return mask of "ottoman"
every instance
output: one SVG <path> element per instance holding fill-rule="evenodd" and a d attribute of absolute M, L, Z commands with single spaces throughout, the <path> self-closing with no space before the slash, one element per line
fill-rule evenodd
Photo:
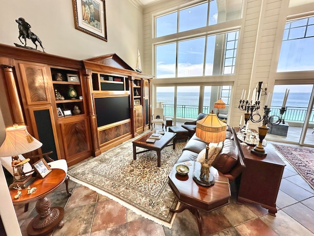
<path fill-rule="evenodd" d="M 169 128 L 169 132 L 176 133 L 177 135 L 173 139 L 173 142 L 175 144 L 177 140 L 184 139 L 186 141 L 188 137 L 188 131 L 181 126 L 170 126 Z"/>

====================

# [TASK STATEMENT]
Rewrite the lines above with every occurrence of "ottoman" changed to "footstool", keeping everything else identical and omitting the picture.

# [ANSWER TO THE PROBLEM]
return mask of "footstool"
every instance
output: one SVG <path> element per instance holding fill-rule="evenodd" and a d attribute of absolute M, L, Z commands with single spaces throughout, the <path> self-closing with no space before the slash, one element per line
fill-rule evenodd
Photo:
<path fill-rule="evenodd" d="M 169 128 L 169 132 L 176 133 L 177 135 L 173 139 L 173 142 L 175 144 L 177 140 L 184 139 L 186 141 L 188 137 L 188 131 L 181 126 L 170 126 Z"/>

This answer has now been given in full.